Passage given:
****************************************
In its report, ISS stated: "In light of the thorough auction process and positive market reaction, support for this transaction is warranted."

In its report, Glass Lewis stated: "Overall, we recognize that the board has taken considerable steps to evaluate potential alternatives prior to entering into the proposed transaction agreement and we see no reason to doubt that the proposed transaction likely represents the most favorable offer available to shareholders at the present time."

Both ISS and Glass Lewis noted that the $4.10 per share price to be paid to unaffiliated stockholders in the merger represents a premium of more than 138% to the closing price of the Company's shares on September 5, 2017, the last trading day before the public announcement that the Company had received a going private proposal.

At the Annual Meeting, stockholders will be asked to consider and vote upon a proposal to adopt an Agreement and Plan of Merger (as it may be amended from time to time, the "Merger Agreement"), dated as of January 11, 2018, by and among the Company, ZGH Merger Sub, Inc., a Delaware corporation and wholly owned subsidiary of the Company ("Sub"), and Z Acquisition LLC, a Delaware limited liability company of which Christian Zugel, the Company's Chairman and Chief Investment Officer, is the sole managing member ("Z Acquisition").  Pursuant to the Merger Agreement, Sub will be merged with and into the Company (the "Merger") and each share of Class A common stock of the Company, par value $0.0001 per share ("Class A Common Stock"), outstanding immediately prior to the effective time of the Merger (other than certain excluded shares of Class A Common Stock) will be converted into the right to receive $4.10 in cash, without interest and less any applicable withholding taxes.  Stockholders of record at the close of business on April 2, 2018 may vote at the Annual Meeting.
****************************************
(Entries from a dataset)
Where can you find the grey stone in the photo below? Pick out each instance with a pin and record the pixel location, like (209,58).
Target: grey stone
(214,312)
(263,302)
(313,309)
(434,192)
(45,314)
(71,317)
****************************************
To-do list:
(A) According to the merger passage, what premium does the $4.10 per share price represent over the closing price of the Company's shares on September 5, 2017?
(B) Rewrite the paragraph of the merger passage beginning "At the Annual Meeting" as a bulleted list that keeps its main facts.
(C) Continue the merger passage from its final sentence.

Outputs in order:
(A) A premium of more than 138%.

(B)
- At the Annual Meeting, stockholders will vote on adopting the Merger Agreement dated January 11, 2018.
- The parties are the Company; ZGH Merger Sub, Inc. ("Sub"), a Delaware corporation wholly owned by the Company; and Z Acquisition LLC, a Delaware limited liability company whose sole managing member is Christian Zugel, the Company's Chairman and Chief Investment Officer.
- Sub will be merged with and into the Company.
- Each outstanding share of Class A Common Stock, other than certain excluded shares, will be converted into the right to receive $4.10 in cash, without interest and less applicable withholding taxes.
- Stockholders of record at the close of business on April 2, 2018 may vote at the meeting.

(C)
The Company also announced that the purchase of  6,500,000 shares of Class A Common Stock pursuant to the Amended and Restated Share Purchase Agreement, dated January 11, 2018, between Z Acquisition and Ramguard LLC was consummated on May 1, 2018. The consummation of such share purchase satisfies one of the conditions to the obligation of the Company to effect the Merger.

MacKenzie Partners, Inc. is assisting ZAIS with its efforts to solicit proxies in connection with the Merger.  Any stockholders who have questions about voting their shares should contact MacKenzie Partners, Inc. via telephone toll free at (800) 322-2885 or by email at [email protected].         

ABOUT ZAIS GROUP HOLDINGS, INC.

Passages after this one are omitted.